%%
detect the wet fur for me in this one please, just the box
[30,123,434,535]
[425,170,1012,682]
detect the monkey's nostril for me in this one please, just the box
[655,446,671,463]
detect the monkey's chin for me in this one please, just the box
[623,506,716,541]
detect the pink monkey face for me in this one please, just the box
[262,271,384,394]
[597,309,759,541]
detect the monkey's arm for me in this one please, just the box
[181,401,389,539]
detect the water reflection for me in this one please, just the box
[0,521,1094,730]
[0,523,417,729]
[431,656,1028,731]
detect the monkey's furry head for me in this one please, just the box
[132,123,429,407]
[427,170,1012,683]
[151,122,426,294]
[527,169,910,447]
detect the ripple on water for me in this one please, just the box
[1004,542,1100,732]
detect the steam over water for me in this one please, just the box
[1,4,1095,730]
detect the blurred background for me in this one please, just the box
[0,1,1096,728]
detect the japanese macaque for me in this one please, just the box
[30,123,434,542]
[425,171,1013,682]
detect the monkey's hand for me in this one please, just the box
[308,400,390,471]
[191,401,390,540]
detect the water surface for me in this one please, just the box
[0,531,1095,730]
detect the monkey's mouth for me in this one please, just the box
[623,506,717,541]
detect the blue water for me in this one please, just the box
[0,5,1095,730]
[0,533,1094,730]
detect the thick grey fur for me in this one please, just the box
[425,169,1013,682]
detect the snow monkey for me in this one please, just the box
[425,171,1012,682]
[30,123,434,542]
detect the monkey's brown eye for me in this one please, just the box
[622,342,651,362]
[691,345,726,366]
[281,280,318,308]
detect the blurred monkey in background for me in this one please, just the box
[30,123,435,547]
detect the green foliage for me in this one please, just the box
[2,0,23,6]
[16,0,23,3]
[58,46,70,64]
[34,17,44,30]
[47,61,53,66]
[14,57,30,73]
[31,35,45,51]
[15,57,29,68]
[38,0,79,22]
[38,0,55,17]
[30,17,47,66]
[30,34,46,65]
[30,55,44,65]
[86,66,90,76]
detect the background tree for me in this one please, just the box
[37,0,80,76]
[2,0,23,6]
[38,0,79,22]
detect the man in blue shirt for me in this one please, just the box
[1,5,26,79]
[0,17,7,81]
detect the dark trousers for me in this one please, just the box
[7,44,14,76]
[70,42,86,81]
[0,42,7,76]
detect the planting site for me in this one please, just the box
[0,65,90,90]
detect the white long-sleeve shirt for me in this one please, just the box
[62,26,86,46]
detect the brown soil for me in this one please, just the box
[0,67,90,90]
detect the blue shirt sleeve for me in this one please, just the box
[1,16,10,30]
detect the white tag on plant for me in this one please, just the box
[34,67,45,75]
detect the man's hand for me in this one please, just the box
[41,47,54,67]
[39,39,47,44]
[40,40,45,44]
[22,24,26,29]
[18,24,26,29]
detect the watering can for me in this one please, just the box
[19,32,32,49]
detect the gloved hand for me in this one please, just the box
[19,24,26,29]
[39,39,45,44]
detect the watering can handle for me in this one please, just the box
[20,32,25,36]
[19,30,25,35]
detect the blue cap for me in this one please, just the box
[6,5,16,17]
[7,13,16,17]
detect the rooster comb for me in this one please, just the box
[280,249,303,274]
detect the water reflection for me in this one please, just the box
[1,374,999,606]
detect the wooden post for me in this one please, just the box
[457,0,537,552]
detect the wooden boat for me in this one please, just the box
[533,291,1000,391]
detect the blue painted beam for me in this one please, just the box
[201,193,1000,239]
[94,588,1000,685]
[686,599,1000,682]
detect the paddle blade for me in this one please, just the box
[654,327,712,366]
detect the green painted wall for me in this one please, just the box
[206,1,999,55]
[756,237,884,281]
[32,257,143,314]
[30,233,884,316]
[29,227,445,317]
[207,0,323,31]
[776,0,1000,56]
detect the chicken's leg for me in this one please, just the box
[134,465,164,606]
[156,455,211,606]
%%
What to do – Each entry above is to be duplicated exactly, with nothing left out.

Response below –
detect the wet fur for me in this one please, just the box
[30,123,434,535]
[425,170,1012,682]
detect the monkey's nostril for me in this one please, just the box
[655,446,671,463]
detect the monkey's chin for me in this one please, just the box
[623,506,716,541]
detect the pink monkey face for me in this one please, just the box
[262,271,384,394]
[597,309,759,541]
detect the monkey's arm for me in this one please, just the box
[181,401,389,539]
detect the water reflection for me in this one please, just the box
[0,521,1094,730]
[0,523,417,729]
[431,656,1028,731]
detect the monkey's furry head for me in this one please, just the box
[132,123,429,407]
[427,170,1012,683]
[151,122,426,294]
[527,169,910,447]
detect the ripple on water for me in this one please, just the box
[1004,542,1100,732]
detect the steam over water for me in this one please, just the box
[1,4,1095,730]
detect the blurred background for me in this one please, just the box
[0,1,1096,728]
detect the japanese macaque for me in this one please, just the box
[30,123,434,542]
[425,171,1013,682]
detect the monkey's hand for me in this one please, just the box
[308,400,390,471]
[191,401,390,540]
detect the water surface for me in this one please, just the box
[0,531,1095,730]
detect the monkey's mouth for me in this one please, just the box
[623,506,717,541]
detect the blue water for me in this one please, just the box
[0,5,1095,730]
[0,533,1094,730]
detect the thick grey fur for me in this one please, just the box
[425,169,1013,682]
detect the snow monkey for me in this one please, just the box
[425,171,1012,682]
[30,123,434,542]
detect the monkey's brown eye for me in this one please, just the box
[622,342,651,362]
[691,345,726,366]
[281,280,318,308]
detect the blurred monkey in background for me in this one please, just the box
[30,123,435,547]
detect the green foliage for me in this one please, just the box
[2,0,23,6]
[16,0,23,3]
[58,46,70,64]
[34,17,44,30]
[47,61,53,66]
[14,57,30,73]
[31,35,45,51]
[15,57,29,68]
[38,0,79,22]
[38,0,55,17]
[30,17,47,66]
[30,34,46,65]
[30,55,44,65]
[86,66,90,76]
detect the background tree for me in this one please, just the box
[37,0,80,76]
[2,0,23,6]
[38,0,79,22]
detect the man in blue shirt for me in this one please, just the box
[1,5,26,79]
[0,17,7,81]
detect the dark trousers for me in this one please, just the box
[7,44,14,76]
[70,42,86,81]
[0,42,7,76]
detect the planting site for me in this one please, just the box
[0,65,90,90]
detect the white long-sleeve shirt for me in this one please, just the box
[62,26,86,46]
detect the brown soil for me in this one please, just the box
[0,67,90,90]
detect the blue shirt sleeve for me in this one please, just the box
[1,16,10,30]
detect the white tag on plant for me in this one please, just the box
[34,67,45,75]
detect the man's hand for me in this one please, just the box
[41,47,54,67]
[39,39,47,44]
[40,40,45,44]
[22,24,26,29]
[18,24,26,29]
detect the watering can for me in this one please, just the box
[19,32,32,49]
detect the gloved hand for me in this one please, just the box
[19,24,26,29]
[39,39,45,44]
detect the watering can handle for me in this one please, just the box
[20,32,25,36]
[19,30,25,35]
detect the blue cap for me in this one please, just the box
[6,5,16,17]
[7,13,16,17]
detect the rooster comb for me in this one please, just the box
[280,249,303,274]
detect the water reflection for me in this one please, just the box
[1,374,999,606]
detect the wooden post for me in this one please, just the box
[457,0,537,552]
detect the wooden boat for me in this one please, just the box
[533,291,1000,391]
detect the blue painted beam for me in this one please, just the box
[201,193,1000,239]
[94,588,1000,685]
[686,599,1000,682]
detect the paddle blade for me in this one please, just the box
[654,327,712,366]
detect the green painted wall for me in this one please, just the box
[206,1,999,55]
[756,237,884,281]
[32,257,143,314]
[30,233,884,316]
[29,227,445,317]
[207,0,323,31]
[776,0,1000,56]
detect the chicken's leg for me in this one please, just the box
[134,465,164,606]
[156,455,211,606]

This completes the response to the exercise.